--- Exercise inputs Enclosed Below ---

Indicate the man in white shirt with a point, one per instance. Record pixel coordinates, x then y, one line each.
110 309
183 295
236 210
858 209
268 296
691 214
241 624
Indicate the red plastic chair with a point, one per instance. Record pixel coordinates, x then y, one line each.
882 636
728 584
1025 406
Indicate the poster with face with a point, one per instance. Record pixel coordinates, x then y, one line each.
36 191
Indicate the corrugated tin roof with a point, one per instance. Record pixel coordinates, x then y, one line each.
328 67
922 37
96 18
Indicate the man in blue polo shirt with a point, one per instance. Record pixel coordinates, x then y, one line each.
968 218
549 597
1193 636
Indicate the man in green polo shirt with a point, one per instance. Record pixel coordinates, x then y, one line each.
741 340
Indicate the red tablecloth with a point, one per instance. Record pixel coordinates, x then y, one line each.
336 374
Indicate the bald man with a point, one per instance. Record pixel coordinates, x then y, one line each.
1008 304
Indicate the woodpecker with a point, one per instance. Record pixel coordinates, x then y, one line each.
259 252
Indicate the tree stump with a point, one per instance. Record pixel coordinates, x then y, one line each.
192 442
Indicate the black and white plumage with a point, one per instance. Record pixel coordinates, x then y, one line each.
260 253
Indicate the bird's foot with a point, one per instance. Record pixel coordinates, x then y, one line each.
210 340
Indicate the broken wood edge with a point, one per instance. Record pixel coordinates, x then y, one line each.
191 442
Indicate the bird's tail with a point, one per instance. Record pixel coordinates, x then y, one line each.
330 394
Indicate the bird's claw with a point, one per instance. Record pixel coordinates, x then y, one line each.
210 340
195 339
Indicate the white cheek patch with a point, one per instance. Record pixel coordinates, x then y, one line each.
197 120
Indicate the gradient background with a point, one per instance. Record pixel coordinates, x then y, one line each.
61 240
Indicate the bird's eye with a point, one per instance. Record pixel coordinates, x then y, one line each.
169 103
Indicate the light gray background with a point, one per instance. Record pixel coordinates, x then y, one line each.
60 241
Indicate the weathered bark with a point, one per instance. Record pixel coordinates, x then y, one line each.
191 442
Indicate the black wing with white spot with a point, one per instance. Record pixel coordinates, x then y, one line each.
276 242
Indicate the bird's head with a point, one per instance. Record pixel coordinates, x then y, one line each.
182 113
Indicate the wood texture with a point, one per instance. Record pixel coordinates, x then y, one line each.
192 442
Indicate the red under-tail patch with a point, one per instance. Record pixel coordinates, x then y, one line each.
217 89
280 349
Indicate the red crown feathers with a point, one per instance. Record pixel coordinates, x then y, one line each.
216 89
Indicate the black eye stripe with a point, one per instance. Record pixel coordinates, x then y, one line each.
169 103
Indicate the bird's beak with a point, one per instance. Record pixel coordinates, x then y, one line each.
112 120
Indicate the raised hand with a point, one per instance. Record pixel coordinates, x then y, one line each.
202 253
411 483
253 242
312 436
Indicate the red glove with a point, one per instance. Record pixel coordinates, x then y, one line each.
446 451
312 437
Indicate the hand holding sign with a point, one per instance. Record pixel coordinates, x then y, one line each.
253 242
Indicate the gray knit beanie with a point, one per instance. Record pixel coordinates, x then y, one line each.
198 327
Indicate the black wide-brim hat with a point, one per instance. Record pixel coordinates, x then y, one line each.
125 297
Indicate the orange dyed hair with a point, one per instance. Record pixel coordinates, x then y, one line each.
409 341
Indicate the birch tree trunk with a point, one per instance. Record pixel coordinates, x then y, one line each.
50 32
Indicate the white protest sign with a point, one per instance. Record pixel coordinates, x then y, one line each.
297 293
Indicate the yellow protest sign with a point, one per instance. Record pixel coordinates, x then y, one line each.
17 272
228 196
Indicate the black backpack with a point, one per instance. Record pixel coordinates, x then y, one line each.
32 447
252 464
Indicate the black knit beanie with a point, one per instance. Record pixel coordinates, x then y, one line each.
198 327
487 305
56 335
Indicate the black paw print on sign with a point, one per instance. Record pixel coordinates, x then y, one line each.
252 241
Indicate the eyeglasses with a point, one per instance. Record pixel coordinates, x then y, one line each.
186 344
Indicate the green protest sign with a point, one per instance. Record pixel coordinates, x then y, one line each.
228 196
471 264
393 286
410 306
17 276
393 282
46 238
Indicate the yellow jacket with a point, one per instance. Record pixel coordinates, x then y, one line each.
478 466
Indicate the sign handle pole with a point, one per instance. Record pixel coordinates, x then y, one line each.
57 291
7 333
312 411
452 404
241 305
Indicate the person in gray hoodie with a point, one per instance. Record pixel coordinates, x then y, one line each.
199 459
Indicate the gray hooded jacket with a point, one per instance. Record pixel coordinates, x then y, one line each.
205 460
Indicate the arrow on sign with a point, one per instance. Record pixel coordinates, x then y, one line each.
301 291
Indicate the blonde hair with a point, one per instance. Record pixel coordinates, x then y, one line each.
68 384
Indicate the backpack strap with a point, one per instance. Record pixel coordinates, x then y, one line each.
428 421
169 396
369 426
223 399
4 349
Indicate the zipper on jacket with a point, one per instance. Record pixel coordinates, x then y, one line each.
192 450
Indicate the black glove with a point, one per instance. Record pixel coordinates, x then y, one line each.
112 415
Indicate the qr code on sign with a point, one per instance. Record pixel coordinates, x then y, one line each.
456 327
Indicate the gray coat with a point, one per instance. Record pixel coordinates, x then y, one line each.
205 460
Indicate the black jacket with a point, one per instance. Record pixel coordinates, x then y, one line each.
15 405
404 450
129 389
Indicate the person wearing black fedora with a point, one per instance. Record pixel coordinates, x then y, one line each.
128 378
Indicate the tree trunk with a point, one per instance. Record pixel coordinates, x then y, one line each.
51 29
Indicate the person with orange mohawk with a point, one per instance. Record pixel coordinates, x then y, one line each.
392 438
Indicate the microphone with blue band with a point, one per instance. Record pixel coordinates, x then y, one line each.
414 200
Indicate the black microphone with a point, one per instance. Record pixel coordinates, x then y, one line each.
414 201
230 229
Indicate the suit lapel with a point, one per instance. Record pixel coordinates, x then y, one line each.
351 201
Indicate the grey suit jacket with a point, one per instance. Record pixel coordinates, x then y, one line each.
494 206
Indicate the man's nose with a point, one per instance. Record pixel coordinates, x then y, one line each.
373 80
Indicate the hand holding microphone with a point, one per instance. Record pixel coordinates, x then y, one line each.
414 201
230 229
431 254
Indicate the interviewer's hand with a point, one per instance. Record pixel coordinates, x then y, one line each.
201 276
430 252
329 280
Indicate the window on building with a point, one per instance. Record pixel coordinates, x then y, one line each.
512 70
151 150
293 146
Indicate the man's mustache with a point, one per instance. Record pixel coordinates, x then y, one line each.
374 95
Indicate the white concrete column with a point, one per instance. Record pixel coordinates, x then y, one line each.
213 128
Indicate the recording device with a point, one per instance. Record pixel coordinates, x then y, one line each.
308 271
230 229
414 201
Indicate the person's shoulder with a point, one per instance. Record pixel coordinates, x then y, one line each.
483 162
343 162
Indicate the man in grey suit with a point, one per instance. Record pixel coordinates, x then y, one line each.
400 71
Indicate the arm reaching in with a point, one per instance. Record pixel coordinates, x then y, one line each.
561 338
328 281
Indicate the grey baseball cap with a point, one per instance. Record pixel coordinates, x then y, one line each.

--- End of Enclosed Exercise inputs ---

What needs to be done: Exactly as written, copy out all the entries above.

Task result:
Indicate the man in white shirt with a point, one per instance. Record pixel coordinates, x then y, one line each.
110 309
183 295
236 210
858 209
268 296
691 214
241 624
Indicate the red plastic chair with a point, one per instance. Record pixel coordinates, x then y, one line each.
882 636
728 584
1025 406
Indicate the poster with face with a point, one per instance. Record pixel coordinates, x then y, one line each.
36 191
Indicate the corrugated tin roof with a point, one per instance. Record pixel coordinates, x then y, one line each.
328 67
922 37
96 18
Indicate the man in blue polo shirt with a point, one per instance. Record pixel coordinates, x then y, one line each.
968 218
549 597
1193 636
Indicate the man in green polo shirt with a point, one per instance. Record pixel coordinates, x then y, one line each.
741 340
Indicate the red tablecloth with a point, one per instance. Record pixel coordinates, x then y, one line each.
336 374
Indicate the bald man with a point, one per instance. Record pixel coordinates, x then y, one line each.
1008 304
Indicate the woodpecker with a point, one per instance. Record pixel coordinates, x then y, one line each.
259 252
Indicate the tree stump with a point, one per instance. Record pixel coordinates, x then y, one line each.
192 442
Indicate the black and white plumage with a point, one per instance. Record pixel coordinates, x then y, one line each.
260 253
Indicate the bird's foot with a point, one per instance. Record pixel coordinates, x then y, one line each.
210 340
Indicate the broken wood edge with a point, one per instance. Record pixel coordinates, x then y, one line each.
191 442
Indicate the bird's tail with a point, one per instance. Record pixel coordinates, x then y, one line each.
330 394
Indicate the bird's claw with a point, one per instance. Record pixel coordinates, x then y, one line each.
210 340
195 339
Indicate the white cheek patch with a point, one per instance. Record pixel coordinates, x then y, one line each.
197 120
Indicate the gradient background with a point, one per instance. Record pixel coordinates, x then y, one line each.
61 240
Indicate the bird's eye with a point, one per instance. Record pixel coordinates, x then y, one line each.
169 103
Indicate the light gray background with a point, one per instance. Record pixel coordinates, x then y, one line each.
60 241
Indicate the weathered bark with a point, one per instance. Record pixel coordinates, x then y, one line each.
191 442
Indicate the black wing with white spot with a point, one per instance. Record pixel coordinates, x then y, one line each.
276 242
Indicate the bird's head with a point, one per instance. Record pixel coordinates, x then y, one line each.
182 113
Indicate the wood texture with a point, one per instance. Record pixel coordinates, x then y, one line each.
192 442
Indicate the red under-tail patch with a point, one per instance. Record pixel coordinates, x then y, one line each.
217 89
280 349
Indicate the red crown feathers with a point, one per instance. Record pixel coordinates, x then y, one line each.
216 89
Indicate the black eye stripe with a point, one per instance. Record pixel coordinates, x then y, one line each.
169 103
Indicate the bird's beak with a point, one per instance. Record pixel coordinates, x then y, one line each.
112 120
Indicate the raised hand with a point, one per instance. Record pixel coordinates, x then y, one line each.
202 253
411 483
253 242
312 436
Indicate the red glove with a point, one per instance. Record pixel coordinates, x then y, one line each.
446 451
312 437
Indicate the hand holding sign with a point, one per instance. Record pixel coordinates, x then y, one line each.
253 242
Indicate the gray knit beanie with a point, one per instance. Record pixel coordinates, x then y, one line each.
198 327
Indicate the black wide-brim hat with a point, one per instance. Record pixel coordinates, x then y, one line each.
125 297
Indicate the orange dyed hair with a point, one per instance. Record pixel coordinates, x then y, one line each.
409 341
Indicate the birch tree trunk with a point, one per instance. Record pixel coordinates, x then y, one line each.
50 32
Indicate the white protest sign with a point, one per instance. Record pixel coordinates, x then y, one line each.
297 293
Indicate the yellow protest sign with a point, one per instance. Record pixel coordinates, x then y, one line each.
17 272
228 196
Indicate the black backpack with a point, one per instance. Record pixel coordinates, x then y, one line each.
32 447
252 464
Indicate the black knit beanie with a point, one per instance. Record pixel coordinates, x then y, one line each.
198 327
487 305
56 335
Indicate the black paw print on sign with a point, one per instance. Record pixel coordinates, x then y, one line each.
252 241
Indicate the eyeglasses with a point, one per instance. Record pixel coordinates, x then y, one line each.
186 344
Indicate the green protest sign with a point, one per instance. Record pixel coordinates, x then y, one line each.
228 196
471 264
393 286
410 306
17 276
393 282
46 238
Indicate the yellow jacket with a point, one per instance. Record pixel coordinates, x then y, one line each.
478 466
Indicate the sign handle pole with a point, one per instance. Record pixel coordinates, x then y, one line each.
57 291
7 333
312 411
452 404
241 305
Indicate the person in gray hoodie with a point, one per instance. Record pixel coordinates, x then y, one line each.
199 459
Indicate the gray hooded jacket with a point, one per instance. Record pixel coordinates, x then y, one line each.
205 460
Indicate the arrow on sign with a point, one per instance. Record pixel coordinates, x then y, one line each.
301 291
Indicate the blonde hair with a point, one per instance. Record pixel coordinates, x then y, one line each.
68 384
Indicate the backpack strap with a point, one per instance. Record pixel coordinates, x then y, one line each.
428 421
169 396
369 426
223 399
4 349
Indicate the zipper on jacket with a point, one per instance. Record pixel coordinates, x then y, one line each.
192 450
Indicate the black glove with a point, one per instance. Record pixel coordinates, x then y, one line each.
112 415
Indicate the qr code on sign with a point, one per instance. Record pixel coordinates, x then y, one line each.
456 327
Indicate the gray coat with a point, one per instance. Record pixel coordinates, x then y, one line each.
205 460
Indicate the black jacket with a point, one per instance. Record pixel coordinates, x then y, one line each.
15 405
404 450
129 389
Indicate the person wearing black fedora with a point, one per instance. Record pixel coordinates, x then y, one line each.
128 378
Indicate the tree trunk with a point, one per instance. Record pixel coordinates, x then y, one line each.
51 29
Indicate the person with orange mohawk with a point, one per instance. Record pixel coordinates, x then y, one line each.
392 438
Indicate the microphone with blue band with a point, one per instance. Record pixel coordinates, x then y, one line each.
414 200
Indicate the black microphone with a point, one per instance. Record pixel coordinates, x then y, one line each.
414 201
230 229
Indicate the suit lapel with a point, one per instance. Record pixel coordinates, x then y, one line each.
351 201
Indicate the grey suit jacket with a point, one per instance. Record pixel coordinates, x then y, one line each.
494 206
Indicate the man's nose with a point, one per instance. Record pixel coordinates, x then y, one line each.
373 80
Indicate the hand holding microphone with a point, one per instance. Record pixel coordinates, x then y, one line each.
414 201
230 229
431 254
Indicate the interviewer's hand with a point, one per instance. Record pixel coordinates, x then y, one line each.
201 276
430 252
329 280
Indicate the window on building with a point, one per instance. Record pixel coordinates, x then y, one line each.
512 70
151 150
293 146
Indicate the man's mustache with a point, one per instance. Record pixel coordinates, x then y, one line each.
374 95
Indicate the white concrete column with a point, one per instance. Record pixel coordinates, x then y, one line each.
213 128
Indicate the recording device with a point, one per instance. Record pixel coordinates, x then y, one line each.
308 271
230 229
414 201
Indicate the person's shoulder with a point, one per instance. Record pixel coordinates, x then y, one line each.
483 162
343 162
Indicate the man in grey suit with a point, one per instance. Record pixel coordinates, x then y, one line each.
400 71
Indicate the arm reaching in with a point, one per instance. Record pixel coordinates, x then y, one line each.
561 338
328 281
Indicate the grey baseball cap with a point, one per instance. Record pixel coordinates, x then y, one line each.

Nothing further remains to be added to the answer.